### [WHAT YOU NEED TO DO]
Rescale the listing below by repeating every line, requests included, with each bounding box coordinate multiplied by 1.9 and rounded to a whole number, halves up. Leave the pictures out of your reply.

### [MATERIAL FOR THIS TASK]
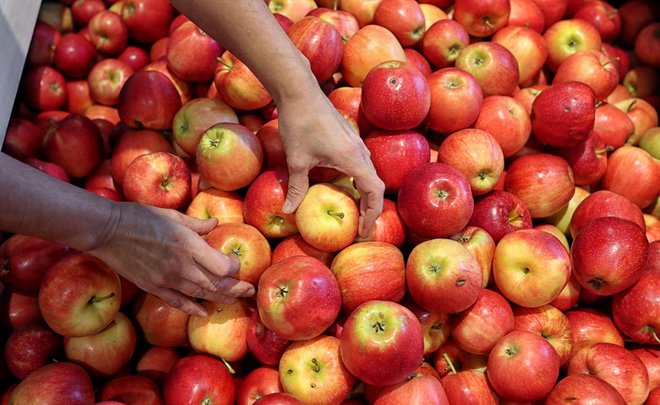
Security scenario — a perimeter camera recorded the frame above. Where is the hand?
[88,203,254,316]
[277,85,385,237]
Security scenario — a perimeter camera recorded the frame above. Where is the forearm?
[171,0,319,103]
[0,152,112,250]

### [EXERCISE RESPONSE]
Security scenario — a perimeter camera recorded the frame above. Where is the hand?
[167,386,483,600]
[526,162,732,450]
Security scenario — a perimeter camera recorded the frame above. Where is the forearm?
[325,0,606,196]
[0,289,213,475]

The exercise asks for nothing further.